Can you rewrite the rows below as a numbered list, skipping blank lines and leaving out the pictures?

↓

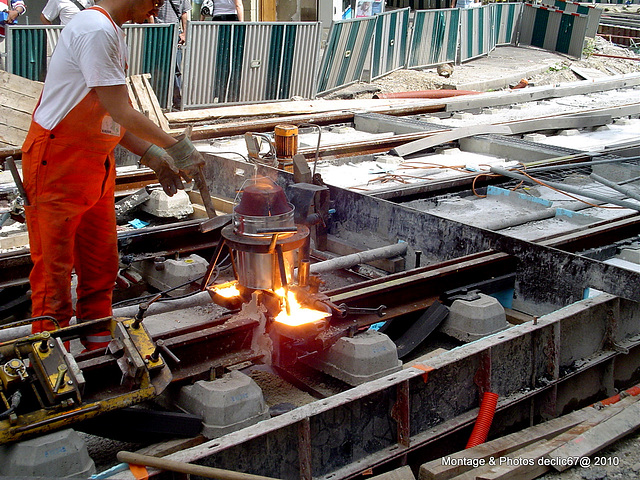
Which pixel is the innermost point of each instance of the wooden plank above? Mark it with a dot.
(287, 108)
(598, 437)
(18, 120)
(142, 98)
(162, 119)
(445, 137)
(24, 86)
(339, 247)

↑

**Solution to this task**:
1. Which pixel is the innermost point of each instance of the wooden plank above? Mark it with a dot.
2. (287, 108)
3. (598, 437)
4. (18, 120)
5. (142, 98)
6. (162, 119)
7. (445, 137)
8. (24, 86)
9. (339, 247)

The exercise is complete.